# [WORK REQUEST A]
Shorten the paragraph beginning "The boards will be responsible" in the article below on urgent GP home visits, or turn it into a list, and keep its main facts.
# [WORK REQUEST B]
According to the article below on urgent GP home visits, by when are the year-round measures in NHS England's guidance due to be implemented?
# [WORK REQUEST C]
From the article below on urgent GP home visits, set down the passage between "As part of the" and "specialist hospital review.", inclusive.

# [SUPPLIED TEXT]
────────

Commissioners may implement enhanced service for urgent home visits under NHS plans
25 November 2016



Commissioners are considering local enhanced services for GPs to do more urgent home visits next year under new NHS England plans to reduce A&E pressures.

NHS England has asked CCGs to work with NHS 111 providers and councils to set up A&E Delivery Boards to consider this model alongside measures such as more GPs in A&E departments.

Commissioners are considering local enhanced services for GPs to do more urgent home visits next year under new NHS England plans to reduce A&E pressures.

NHS England has asked CCGs to work with NHS 111 providers and councils to set up A&E Delivery Boards to consider this model alongside measures such as more GPs in A&E departments.

The boards will be responsible for drawing up plans to avert winter pressures, but NHS England has also sent out “best practice” guidance for year-round measures to reduce pressure on A&E, due to be implemented by June next year.

As part of the plan, NHS England has advised the boards to “have processes in place to respond to and prioritise requests for urgent home visits, usually through early telephone assessment and a duty doctor rota”.

The guidance said: “Early and effective assessment of frail and vulnerable adults can enable general practice to plan alternatives to hospital admissions or arrange for early specialist hospital review.

────────

# [AVAILABLE DATA]
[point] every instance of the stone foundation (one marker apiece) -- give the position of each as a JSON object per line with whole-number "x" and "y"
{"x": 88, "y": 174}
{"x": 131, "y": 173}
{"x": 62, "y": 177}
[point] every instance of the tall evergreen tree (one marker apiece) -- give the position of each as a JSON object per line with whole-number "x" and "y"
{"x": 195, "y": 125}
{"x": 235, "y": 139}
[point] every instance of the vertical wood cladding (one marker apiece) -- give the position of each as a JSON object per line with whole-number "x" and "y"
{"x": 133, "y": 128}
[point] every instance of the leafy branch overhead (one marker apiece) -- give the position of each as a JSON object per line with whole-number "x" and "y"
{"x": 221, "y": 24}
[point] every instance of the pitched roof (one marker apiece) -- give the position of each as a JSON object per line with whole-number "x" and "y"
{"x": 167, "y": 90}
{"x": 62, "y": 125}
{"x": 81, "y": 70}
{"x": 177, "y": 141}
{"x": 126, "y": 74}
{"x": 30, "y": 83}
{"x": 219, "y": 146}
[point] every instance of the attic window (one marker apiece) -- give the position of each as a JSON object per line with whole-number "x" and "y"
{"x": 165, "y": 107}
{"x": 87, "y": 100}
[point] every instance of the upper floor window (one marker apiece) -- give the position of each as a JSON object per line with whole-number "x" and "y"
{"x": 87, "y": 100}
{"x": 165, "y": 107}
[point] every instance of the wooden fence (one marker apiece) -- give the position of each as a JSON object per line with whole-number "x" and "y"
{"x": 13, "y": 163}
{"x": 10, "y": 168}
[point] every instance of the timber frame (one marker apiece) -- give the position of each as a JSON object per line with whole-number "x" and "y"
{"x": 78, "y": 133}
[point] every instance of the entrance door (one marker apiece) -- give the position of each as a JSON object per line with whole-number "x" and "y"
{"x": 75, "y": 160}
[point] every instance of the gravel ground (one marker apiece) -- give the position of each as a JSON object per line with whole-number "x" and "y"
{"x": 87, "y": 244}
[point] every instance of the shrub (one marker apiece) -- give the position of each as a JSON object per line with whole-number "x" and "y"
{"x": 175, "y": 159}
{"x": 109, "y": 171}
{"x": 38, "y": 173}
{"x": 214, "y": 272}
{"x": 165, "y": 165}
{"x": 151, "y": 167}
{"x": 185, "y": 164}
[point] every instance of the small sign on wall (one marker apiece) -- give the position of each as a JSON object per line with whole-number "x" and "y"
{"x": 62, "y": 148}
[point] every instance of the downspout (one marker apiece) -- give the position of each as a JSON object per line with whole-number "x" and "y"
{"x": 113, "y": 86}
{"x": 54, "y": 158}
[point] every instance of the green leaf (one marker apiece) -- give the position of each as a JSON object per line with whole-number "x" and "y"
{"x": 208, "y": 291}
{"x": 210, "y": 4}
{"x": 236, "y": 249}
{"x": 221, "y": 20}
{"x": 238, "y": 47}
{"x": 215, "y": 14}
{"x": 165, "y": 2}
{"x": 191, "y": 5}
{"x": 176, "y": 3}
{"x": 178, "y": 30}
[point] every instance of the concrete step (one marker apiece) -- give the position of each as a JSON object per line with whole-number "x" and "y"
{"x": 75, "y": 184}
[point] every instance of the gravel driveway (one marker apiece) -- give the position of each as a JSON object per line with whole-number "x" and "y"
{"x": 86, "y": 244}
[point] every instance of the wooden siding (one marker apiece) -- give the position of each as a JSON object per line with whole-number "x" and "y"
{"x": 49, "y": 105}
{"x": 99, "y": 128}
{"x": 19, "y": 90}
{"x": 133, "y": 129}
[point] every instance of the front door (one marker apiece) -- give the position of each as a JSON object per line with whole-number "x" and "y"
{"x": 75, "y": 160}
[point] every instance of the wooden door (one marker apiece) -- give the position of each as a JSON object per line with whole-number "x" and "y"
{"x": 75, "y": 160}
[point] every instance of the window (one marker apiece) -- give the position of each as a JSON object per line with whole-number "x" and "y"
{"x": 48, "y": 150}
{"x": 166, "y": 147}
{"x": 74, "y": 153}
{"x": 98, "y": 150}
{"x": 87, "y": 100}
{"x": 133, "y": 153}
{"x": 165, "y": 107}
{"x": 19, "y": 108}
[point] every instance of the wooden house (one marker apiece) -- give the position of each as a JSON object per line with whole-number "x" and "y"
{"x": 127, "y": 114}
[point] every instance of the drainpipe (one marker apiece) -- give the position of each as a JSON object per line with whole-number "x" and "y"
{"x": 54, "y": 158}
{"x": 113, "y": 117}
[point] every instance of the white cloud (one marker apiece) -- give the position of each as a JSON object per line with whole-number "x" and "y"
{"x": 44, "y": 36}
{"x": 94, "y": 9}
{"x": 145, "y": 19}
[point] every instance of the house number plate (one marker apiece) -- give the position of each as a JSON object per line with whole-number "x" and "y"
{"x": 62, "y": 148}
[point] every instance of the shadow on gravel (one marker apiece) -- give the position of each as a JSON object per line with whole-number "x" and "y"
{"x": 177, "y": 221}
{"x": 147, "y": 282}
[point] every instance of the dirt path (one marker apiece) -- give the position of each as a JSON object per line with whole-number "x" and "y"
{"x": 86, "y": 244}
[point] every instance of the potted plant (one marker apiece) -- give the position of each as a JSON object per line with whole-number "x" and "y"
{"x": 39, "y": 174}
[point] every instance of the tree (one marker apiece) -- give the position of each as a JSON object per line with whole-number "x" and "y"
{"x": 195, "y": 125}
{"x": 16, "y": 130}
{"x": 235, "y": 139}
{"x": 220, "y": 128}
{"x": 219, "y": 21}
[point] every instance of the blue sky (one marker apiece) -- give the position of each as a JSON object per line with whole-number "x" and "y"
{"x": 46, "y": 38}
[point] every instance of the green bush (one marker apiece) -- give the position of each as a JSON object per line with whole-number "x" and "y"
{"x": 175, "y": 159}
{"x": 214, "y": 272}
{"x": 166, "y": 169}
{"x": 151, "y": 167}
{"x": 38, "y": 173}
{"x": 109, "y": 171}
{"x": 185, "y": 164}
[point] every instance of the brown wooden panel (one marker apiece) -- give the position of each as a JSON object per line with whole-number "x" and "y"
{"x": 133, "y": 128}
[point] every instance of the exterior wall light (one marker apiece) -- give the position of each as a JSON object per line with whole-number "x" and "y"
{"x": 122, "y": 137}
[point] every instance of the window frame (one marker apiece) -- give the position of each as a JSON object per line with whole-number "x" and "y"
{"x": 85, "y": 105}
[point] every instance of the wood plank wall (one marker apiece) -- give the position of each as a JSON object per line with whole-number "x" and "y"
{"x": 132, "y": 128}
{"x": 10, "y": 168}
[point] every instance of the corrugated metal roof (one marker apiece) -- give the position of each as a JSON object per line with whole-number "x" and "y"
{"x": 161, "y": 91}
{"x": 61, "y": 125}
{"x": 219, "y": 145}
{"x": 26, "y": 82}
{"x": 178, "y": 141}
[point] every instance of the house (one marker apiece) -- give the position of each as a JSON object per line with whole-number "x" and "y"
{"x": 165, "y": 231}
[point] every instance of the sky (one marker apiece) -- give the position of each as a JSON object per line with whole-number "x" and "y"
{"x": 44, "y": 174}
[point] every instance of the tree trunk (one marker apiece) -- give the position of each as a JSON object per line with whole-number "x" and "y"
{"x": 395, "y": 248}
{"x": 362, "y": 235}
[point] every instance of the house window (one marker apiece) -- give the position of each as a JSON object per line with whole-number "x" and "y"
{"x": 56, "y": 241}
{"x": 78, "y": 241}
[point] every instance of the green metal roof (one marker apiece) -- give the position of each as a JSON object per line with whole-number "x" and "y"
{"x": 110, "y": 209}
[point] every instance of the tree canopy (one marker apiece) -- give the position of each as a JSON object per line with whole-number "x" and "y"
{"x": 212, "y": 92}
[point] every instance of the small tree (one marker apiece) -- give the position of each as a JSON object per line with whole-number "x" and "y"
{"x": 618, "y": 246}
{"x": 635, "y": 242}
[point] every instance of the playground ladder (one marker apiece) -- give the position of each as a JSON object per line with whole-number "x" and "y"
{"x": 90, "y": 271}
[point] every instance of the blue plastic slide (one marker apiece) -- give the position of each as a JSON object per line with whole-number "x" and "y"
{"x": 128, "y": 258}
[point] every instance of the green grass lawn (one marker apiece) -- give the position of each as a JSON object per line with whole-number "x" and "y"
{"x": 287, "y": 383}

────────

# [EXPECTED OUTPUT A]
- The boards will draw up plans to avert winter pressures.
- NHS England has also issued "best practice" guidance on year-round measures to reduce pressure on A&E.
- These measures are due to be implemented by June next year.

# [EXPECTED OUTPUT B]
By June next year.

# [EXPECTED OUTPUT C]
As part of the plan, NHS England has advised the boards to “have processes in place to respond to and prioritise requests for urgent home visits, usually through early telephone assessment and a duty doctor rota”.

The guidance said: “Early and effective assessment of frail and vulnerable adults can enable general practice to plan alternatives to hospital admissions or arrange for early specialist hospital review.